__WHAT IS ASKED__
Extract, without any change, the lines below from the one containing "Locate the bed" through the end of the records, both ends included.

__Dataset items__

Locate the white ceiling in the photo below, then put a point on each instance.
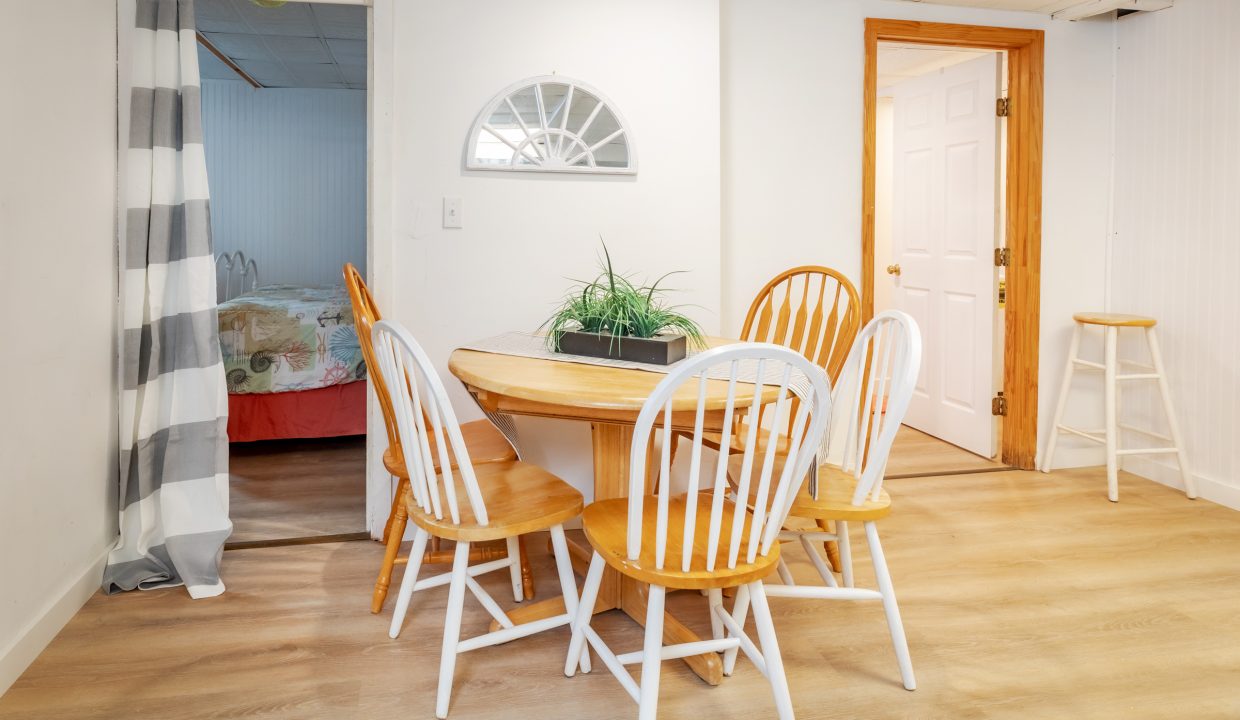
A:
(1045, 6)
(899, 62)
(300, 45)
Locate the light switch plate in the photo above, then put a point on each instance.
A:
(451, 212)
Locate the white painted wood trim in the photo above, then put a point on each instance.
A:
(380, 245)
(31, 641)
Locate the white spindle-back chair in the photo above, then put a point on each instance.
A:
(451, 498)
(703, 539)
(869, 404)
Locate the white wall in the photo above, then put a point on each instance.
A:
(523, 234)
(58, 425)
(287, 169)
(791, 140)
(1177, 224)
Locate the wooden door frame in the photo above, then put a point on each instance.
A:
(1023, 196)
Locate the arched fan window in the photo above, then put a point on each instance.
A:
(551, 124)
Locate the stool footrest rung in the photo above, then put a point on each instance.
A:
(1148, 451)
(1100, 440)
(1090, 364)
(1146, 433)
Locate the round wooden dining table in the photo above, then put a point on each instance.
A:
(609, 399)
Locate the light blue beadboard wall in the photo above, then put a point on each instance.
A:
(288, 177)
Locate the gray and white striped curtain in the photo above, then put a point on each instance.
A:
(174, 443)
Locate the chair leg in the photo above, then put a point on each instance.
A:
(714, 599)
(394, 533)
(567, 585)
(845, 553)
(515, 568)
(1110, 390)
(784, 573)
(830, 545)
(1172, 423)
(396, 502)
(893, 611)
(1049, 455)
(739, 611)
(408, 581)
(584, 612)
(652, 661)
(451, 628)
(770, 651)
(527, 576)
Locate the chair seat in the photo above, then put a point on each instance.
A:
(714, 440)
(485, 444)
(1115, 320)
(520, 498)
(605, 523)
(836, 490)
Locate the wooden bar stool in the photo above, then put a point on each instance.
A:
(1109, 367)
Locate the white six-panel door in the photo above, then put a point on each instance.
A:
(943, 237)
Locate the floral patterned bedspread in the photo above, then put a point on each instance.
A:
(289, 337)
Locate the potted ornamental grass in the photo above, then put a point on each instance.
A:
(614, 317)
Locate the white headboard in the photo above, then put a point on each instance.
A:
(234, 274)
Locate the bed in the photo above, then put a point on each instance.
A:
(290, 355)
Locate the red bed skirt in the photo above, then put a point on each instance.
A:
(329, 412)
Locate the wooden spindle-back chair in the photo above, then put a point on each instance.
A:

__WRITTEN RESPONSE__
Locate the bed in the photo above, then put a point on each instance.
A:
(290, 355)
Locate the red bed skirt in the photo above, then put a point on each instance.
A:
(329, 412)
Locate the wooden spindle-back chair in the photo above, then put a point on each instance.
A:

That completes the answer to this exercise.